▶ [WHAT IS EXPECTED]
Reproduce each of the entries that follow, exactly.

▶ [TASK MATERIAL]
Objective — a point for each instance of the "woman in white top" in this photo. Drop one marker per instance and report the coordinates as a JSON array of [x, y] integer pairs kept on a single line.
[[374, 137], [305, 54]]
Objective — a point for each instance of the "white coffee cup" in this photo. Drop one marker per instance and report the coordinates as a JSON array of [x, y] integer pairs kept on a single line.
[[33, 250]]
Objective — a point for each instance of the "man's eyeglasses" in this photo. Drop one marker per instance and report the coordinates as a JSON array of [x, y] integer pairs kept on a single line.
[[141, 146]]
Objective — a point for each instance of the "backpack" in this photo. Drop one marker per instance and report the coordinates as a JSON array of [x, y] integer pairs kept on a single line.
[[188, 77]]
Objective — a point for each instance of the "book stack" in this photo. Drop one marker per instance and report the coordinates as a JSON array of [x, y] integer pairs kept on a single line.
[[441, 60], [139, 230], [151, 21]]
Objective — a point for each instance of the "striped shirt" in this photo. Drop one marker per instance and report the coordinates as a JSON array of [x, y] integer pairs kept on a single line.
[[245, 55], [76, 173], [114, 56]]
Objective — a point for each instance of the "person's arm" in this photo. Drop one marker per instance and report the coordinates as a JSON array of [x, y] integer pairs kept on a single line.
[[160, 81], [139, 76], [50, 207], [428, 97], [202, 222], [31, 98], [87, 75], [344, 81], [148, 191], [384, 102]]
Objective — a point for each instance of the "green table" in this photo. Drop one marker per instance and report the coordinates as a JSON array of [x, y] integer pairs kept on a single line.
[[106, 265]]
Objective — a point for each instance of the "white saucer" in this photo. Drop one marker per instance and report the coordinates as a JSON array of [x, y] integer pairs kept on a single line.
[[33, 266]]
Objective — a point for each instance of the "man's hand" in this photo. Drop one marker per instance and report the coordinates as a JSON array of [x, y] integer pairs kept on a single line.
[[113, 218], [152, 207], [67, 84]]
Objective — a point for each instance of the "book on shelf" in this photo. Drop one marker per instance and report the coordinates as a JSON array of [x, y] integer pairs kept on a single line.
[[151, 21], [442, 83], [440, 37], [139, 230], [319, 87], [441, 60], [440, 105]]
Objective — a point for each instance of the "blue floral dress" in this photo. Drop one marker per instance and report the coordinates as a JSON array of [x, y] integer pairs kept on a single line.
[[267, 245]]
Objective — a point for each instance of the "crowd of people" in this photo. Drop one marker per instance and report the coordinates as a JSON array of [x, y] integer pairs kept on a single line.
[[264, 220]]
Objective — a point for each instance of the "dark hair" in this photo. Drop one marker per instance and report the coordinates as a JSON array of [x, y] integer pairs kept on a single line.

▶ [EXERCISE RESULT]
Objective — a point for each instance of the "woman in white top" in this photo. Drop one marker per instance and report the coordinates as a JSON array of [x, y] integer pairs kept on a single line.
[[374, 137], [305, 54]]
Objective — a point for each instance of the "white coffee cup" in this photo. Drop one marker per instance and report the coordinates as a JSON array of [x, y] integer pairs kept on a single line.
[[33, 250]]
Objective — a point for each instance of the "man's eyeglasses" in this photo. Drop one marker per instance and report the coordinates as a JSON array of [x, y] integer pairs kept on a single line.
[[141, 146]]
Objective — a point for each instance of the "backpack" in this photo. Drop one marker per instance and report the coordinates as a JSON array of [x, y] integer pairs kept on a single line.
[[188, 77]]
Objective — a point for each instance of the "book stack" in this photo. Drop one marker per instance and report the coordinates as a JSON array of [x, y] integer pairs kept on a single line.
[[441, 60], [139, 230], [151, 21]]
Objective — a point for each instance of the "striped shirt" in this photo. Drop one marker per instance and report the coordinates as a JSON array of [x, y] integer pairs kept on a single line.
[[245, 55], [76, 173], [114, 56]]
Objective — a point for each instance of the "person's arm" in this photo. Drop one marker per instance and report the coordinates as a JSON array of [x, y] integer pairs kept on a single line.
[[160, 81], [139, 76], [50, 207], [428, 97], [202, 222], [31, 98], [87, 75], [344, 81], [148, 191], [384, 102]]
Objective — a point for each instance of the "green table" in this photo. Drop one marker per instance and report the coordinates as a JSON array of [x, y] integer pairs kept on a single line.
[[106, 265]]
Objective — a point for each instance of the "white saucer" in this photo. Drop one marker per instance and report the coordinates as a JSON array of [x, y] integer pairs kept on a single line.
[[33, 266]]
Objective — a point for each instance of the "man's hand" in this photo. Drop one marker per instance and report the coordinates as a JSON array of [x, y] integer pairs kept on a single line.
[[113, 218], [152, 207], [67, 84]]
Objective — a point for each instance of the "book on shelf" in this photo. Drop one marker per instance and report the coordinates as a JSON array of [x, y] integer pairs kept on a single line.
[[151, 21], [442, 83], [440, 37], [139, 230], [319, 87], [441, 60], [440, 105]]
Objective — a point for each instance of the "blue floral dress" in this photo. Drop one marker per instance and report the coordinates as a JSON array of [x, y] integer pairs kept on a single line.
[[267, 245]]
Objective — a point for each instance of the "crowd of people" in this photo. Drop one marker per instance and report the coordinates as a JSON array of [x, y] integer pairs kept on a single line.
[[264, 220]]
Objective — a point for each instance of the "dark hair" in this photo. Drop one marker per instance and report the coordinates as a JSON array of [x, y] integer pairs kept on a single line.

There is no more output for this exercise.